■ **Problem requirements**:
Transcribe the lines below exactly, beginning with the line that holds "Phrase: aerial ladder truck" and ending with the final line, both included. Pictures are to be left out.

■ **Recorded information**:
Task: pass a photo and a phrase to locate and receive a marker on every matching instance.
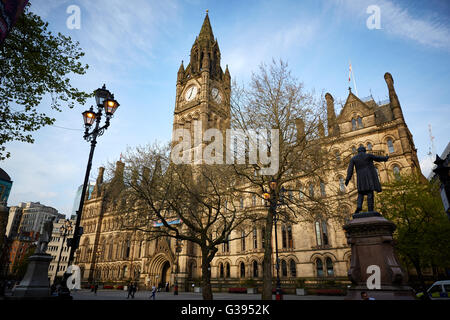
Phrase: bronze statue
(367, 177)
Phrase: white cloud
(258, 45)
(429, 30)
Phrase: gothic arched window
(341, 184)
(242, 269)
(293, 268)
(390, 146)
(255, 269)
(221, 270)
(360, 124)
(396, 170)
(283, 268)
(319, 267)
(329, 264)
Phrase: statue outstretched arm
(378, 158)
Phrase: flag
(9, 12)
(350, 73)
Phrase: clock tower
(203, 89)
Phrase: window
(338, 156)
(311, 190)
(321, 233)
(263, 236)
(319, 268)
(293, 268)
(226, 245)
(318, 237)
(255, 269)
(283, 268)
(390, 146)
(396, 170)
(242, 268)
(341, 184)
(360, 125)
(322, 189)
(329, 264)
(286, 234)
(255, 239)
(243, 241)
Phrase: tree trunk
(267, 261)
(206, 276)
(416, 264)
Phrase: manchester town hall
(308, 250)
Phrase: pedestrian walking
(134, 290)
(153, 292)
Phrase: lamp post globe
(92, 118)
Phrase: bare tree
(198, 196)
(276, 100)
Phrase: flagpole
(354, 83)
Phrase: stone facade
(308, 249)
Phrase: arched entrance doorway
(165, 274)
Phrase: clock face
(191, 93)
(216, 95)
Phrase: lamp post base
(35, 284)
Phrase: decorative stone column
(370, 238)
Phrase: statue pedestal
(35, 283)
(370, 237)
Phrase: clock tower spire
(203, 88)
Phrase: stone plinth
(35, 283)
(370, 238)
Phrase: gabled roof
(351, 97)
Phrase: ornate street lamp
(178, 248)
(108, 105)
(274, 202)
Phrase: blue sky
(136, 48)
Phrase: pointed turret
(321, 128)
(395, 103)
(206, 30)
(181, 72)
(205, 53)
(333, 128)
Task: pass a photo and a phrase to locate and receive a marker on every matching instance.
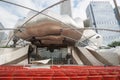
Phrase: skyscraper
(66, 8)
(3, 35)
(101, 15)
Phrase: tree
(114, 44)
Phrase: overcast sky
(9, 14)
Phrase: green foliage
(114, 44)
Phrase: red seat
(41, 78)
(95, 78)
(60, 78)
(79, 78)
(6, 78)
(110, 77)
(22, 78)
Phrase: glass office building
(3, 35)
(102, 15)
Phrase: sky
(9, 14)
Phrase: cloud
(9, 14)
(79, 10)
(7, 19)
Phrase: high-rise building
(117, 11)
(101, 15)
(3, 35)
(66, 8)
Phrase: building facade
(3, 36)
(101, 15)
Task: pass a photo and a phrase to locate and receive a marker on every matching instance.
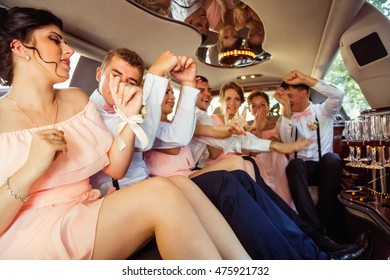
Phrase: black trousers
(328, 215)
(265, 231)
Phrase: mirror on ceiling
(232, 33)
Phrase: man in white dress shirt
(315, 165)
(129, 67)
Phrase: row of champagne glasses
(371, 128)
(377, 157)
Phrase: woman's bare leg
(214, 223)
(233, 162)
(132, 215)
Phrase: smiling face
(117, 67)
(257, 103)
(231, 102)
(228, 36)
(51, 52)
(167, 104)
(299, 100)
(204, 96)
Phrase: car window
(354, 100)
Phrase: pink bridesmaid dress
(59, 220)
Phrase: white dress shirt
(179, 132)
(324, 112)
(229, 145)
(153, 94)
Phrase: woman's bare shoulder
(73, 95)
(72, 100)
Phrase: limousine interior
(307, 35)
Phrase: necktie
(298, 116)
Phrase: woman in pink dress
(53, 140)
(273, 163)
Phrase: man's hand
(185, 72)
(127, 97)
(288, 148)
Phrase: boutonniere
(143, 111)
(313, 125)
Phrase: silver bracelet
(14, 195)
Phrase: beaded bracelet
(14, 195)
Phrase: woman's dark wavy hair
(18, 23)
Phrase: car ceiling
(300, 34)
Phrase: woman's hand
(46, 146)
(260, 120)
(185, 71)
(127, 97)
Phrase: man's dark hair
(201, 78)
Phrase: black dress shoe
(329, 245)
(358, 251)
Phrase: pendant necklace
(17, 105)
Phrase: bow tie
(298, 116)
(108, 108)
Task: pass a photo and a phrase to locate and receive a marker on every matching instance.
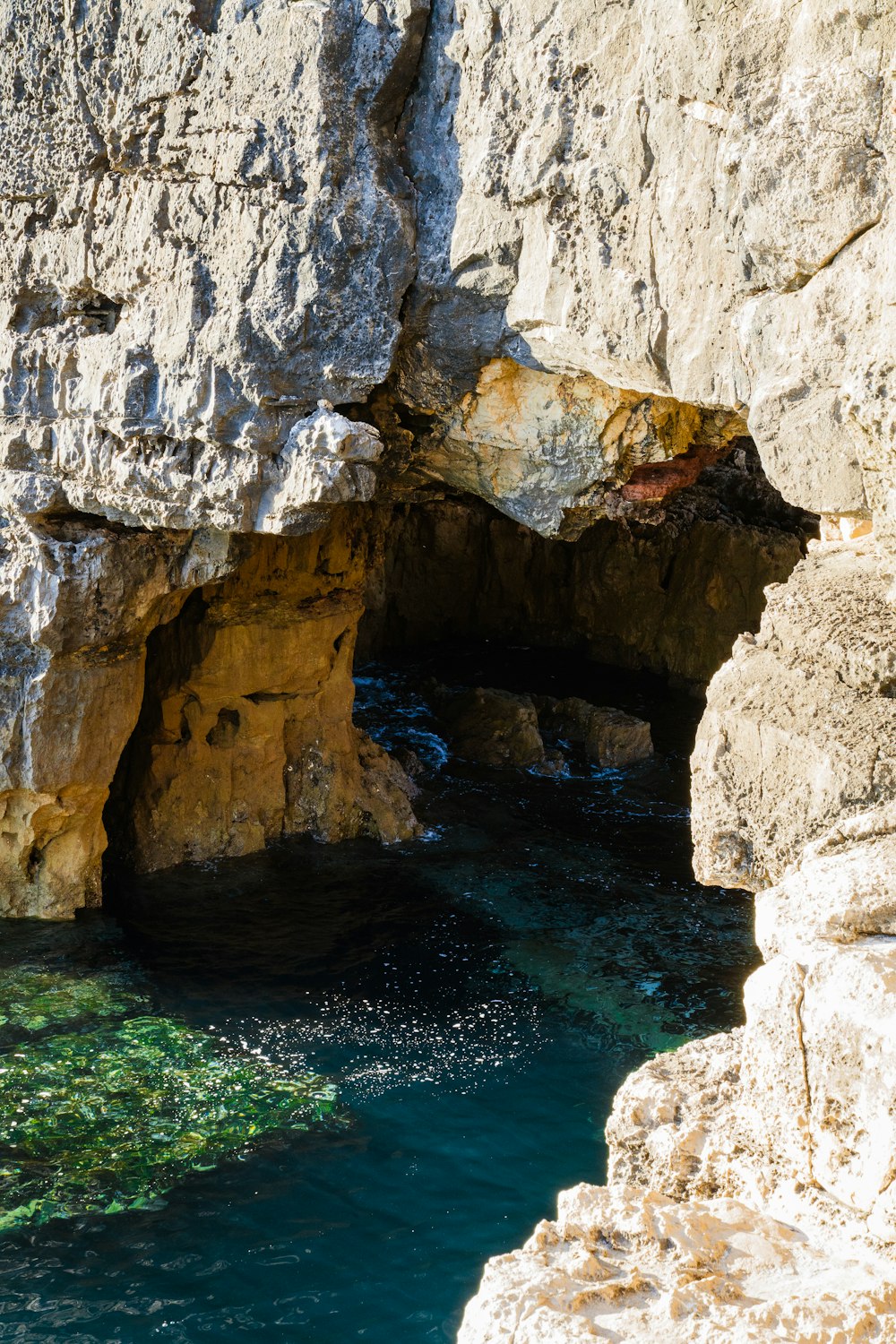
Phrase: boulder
(610, 737)
(495, 728)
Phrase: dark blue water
(478, 996)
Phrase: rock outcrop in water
(265, 260)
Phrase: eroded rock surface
(246, 726)
(782, 1132)
(801, 725)
(669, 589)
(629, 1263)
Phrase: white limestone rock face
(684, 201)
(799, 730)
(206, 230)
(325, 461)
(630, 1263)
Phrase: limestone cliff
(266, 260)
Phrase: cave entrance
(667, 588)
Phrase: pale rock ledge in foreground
(634, 1265)
(751, 1180)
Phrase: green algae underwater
(102, 1110)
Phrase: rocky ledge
(751, 1176)
(268, 261)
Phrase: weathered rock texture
(80, 604)
(625, 1263)
(77, 607)
(246, 728)
(801, 725)
(668, 589)
(554, 255)
(791, 1116)
(684, 199)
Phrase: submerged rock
(610, 737)
(495, 728)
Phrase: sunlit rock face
(627, 1263)
(206, 226)
(799, 728)
(688, 202)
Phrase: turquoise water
(476, 996)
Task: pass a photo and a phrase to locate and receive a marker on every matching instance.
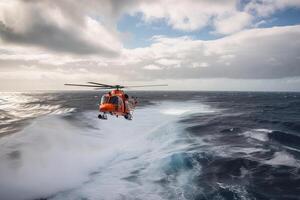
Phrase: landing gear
(128, 116)
(102, 116)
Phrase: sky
(232, 45)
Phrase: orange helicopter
(115, 102)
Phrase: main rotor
(100, 86)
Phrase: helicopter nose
(106, 107)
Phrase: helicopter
(116, 102)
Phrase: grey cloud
(43, 30)
(53, 38)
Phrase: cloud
(152, 67)
(233, 23)
(44, 25)
(268, 7)
(235, 56)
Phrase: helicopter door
(117, 101)
(104, 99)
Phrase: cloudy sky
(190, 44)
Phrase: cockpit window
(114, 100)
(104, 99)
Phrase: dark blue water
(180, 145)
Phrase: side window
(104, 99)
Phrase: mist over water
(188, 146)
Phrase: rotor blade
(146, 85)
(83, 85)
(100, 84)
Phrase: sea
(179, 145)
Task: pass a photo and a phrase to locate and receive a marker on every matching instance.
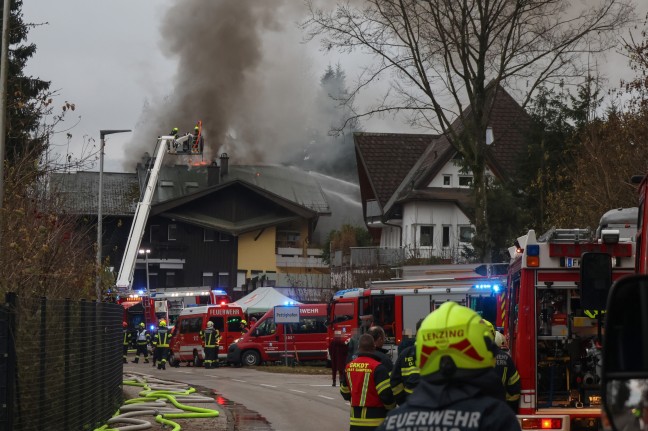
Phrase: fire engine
(397, 305)
(140, 306)
(553, 332)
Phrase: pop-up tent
(263, 299)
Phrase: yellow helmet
(454, 337)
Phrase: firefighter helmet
(451, 338)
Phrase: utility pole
(102, 139)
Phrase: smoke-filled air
(245, 73)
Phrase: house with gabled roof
(415, 196)
(212, 225)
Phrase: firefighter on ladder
(210, 338)
(161, 343)
(143, 339)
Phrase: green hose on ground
(154, 401)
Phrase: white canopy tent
(263, 299)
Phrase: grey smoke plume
(241, 70)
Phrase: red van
(186, 345)
(268, 341)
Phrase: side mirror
(625, 355)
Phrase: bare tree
(446, 58)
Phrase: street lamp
(146, 252)
(102, 136)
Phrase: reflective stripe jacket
(406, 374)
(474, 402)
(162, 338)
(506, 369)
(210, 337)
(143, 337)
(368, 390)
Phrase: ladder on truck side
(165, 145)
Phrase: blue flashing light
(533, 250)
(487, 286)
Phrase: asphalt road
(290, 402)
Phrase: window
(170, 279)
(426, 236)
(465, 233)
(172, 232)
(191, 324)
(465, 181)
(219, 323)
(208, 279)
(307, 325)
(446, 236)
(155, 233)
(267, 327)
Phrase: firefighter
(506, 370)
(210, 338)
(143, 339)
(127, 336)
(161, 343)
(244, 328)
(458, 390)
(405, 375)
(366, 387)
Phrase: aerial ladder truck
(186, 145)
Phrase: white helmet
(500, 340)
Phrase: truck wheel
(173, 361)
(197, 360)
(251, 358)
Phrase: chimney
(224, 164)
(213, 174)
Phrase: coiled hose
(154, 401)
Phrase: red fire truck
(397, 305)
(553, 333)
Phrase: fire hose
(155, 400)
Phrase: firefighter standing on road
(161, 343)
(455, 352)
(143, 339)
(367, 388)
(506, 370)
(210, 338)
(405, 376)
(126, 335)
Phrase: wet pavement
(243, 419)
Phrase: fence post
(66, 363)
(42, 402)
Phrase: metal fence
(60, 363)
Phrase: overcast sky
(110, 58)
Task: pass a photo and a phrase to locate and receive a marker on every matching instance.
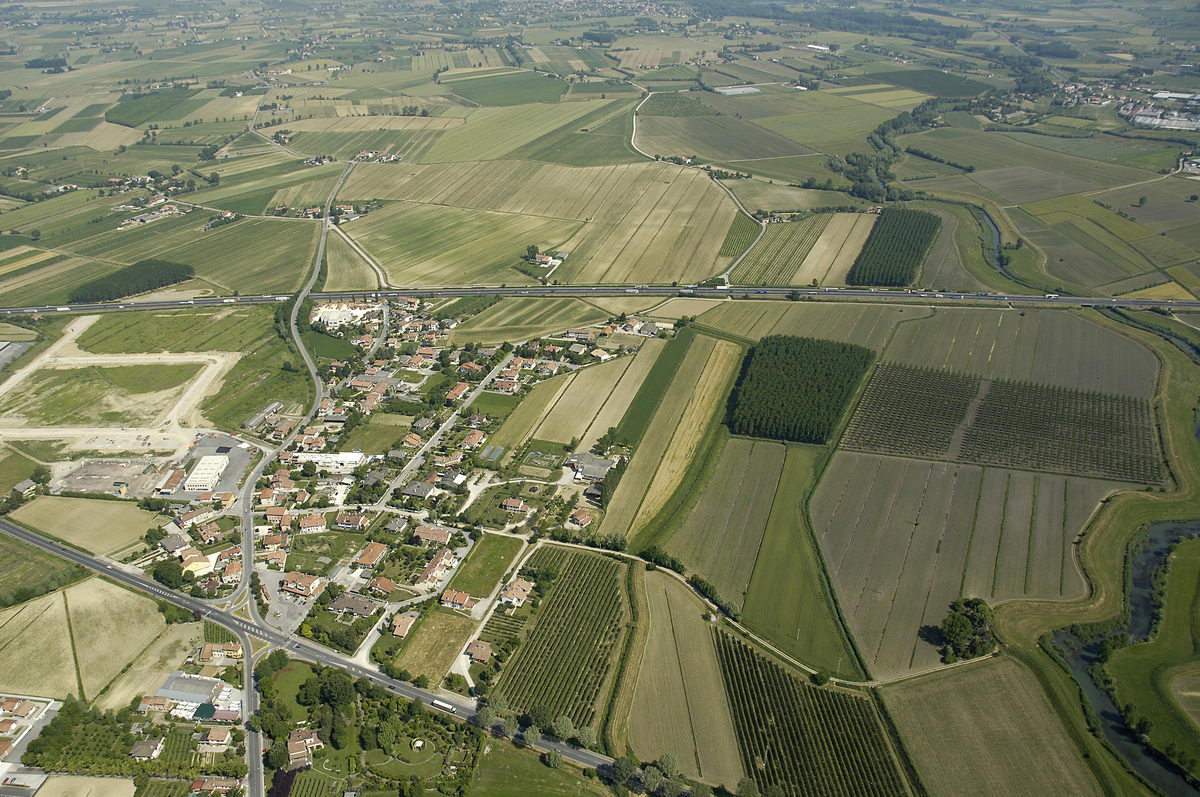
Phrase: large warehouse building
(207, 473)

■ **Finished exercise**:
Phrase: aerial ladder truck
(186, 145)
Phrase: white helmet
(500, 340)
Phrase: truck wheel
(173, 361)
(197, 360)
(251, 358)
Phrase: chimney
(224, 164)
(213, 174)
Phrase: coiled hose
(154, 401)
Phrase: red fire truck
(397, 305)
(553, 333)
Phrase: fire hose
(155, 400)
Phrase: firefighter standing on road
(161, 343)
(455, 352)
(143, 339)
(367, 388)
(506, 370)
(210, 338)
(405, 376)
(126, 335)
Phrase: wet pavement
(243, 419)
Phrase: fence post
(66, 363)
(42, 402)
Phrase: metal fence
(60, 363)
Phrase: overcast sky
(110, 58)
Task: pass a photo and a phrase to locate and receive a marker on every matching instance.
Phrase: large warehouse building
(207, 473)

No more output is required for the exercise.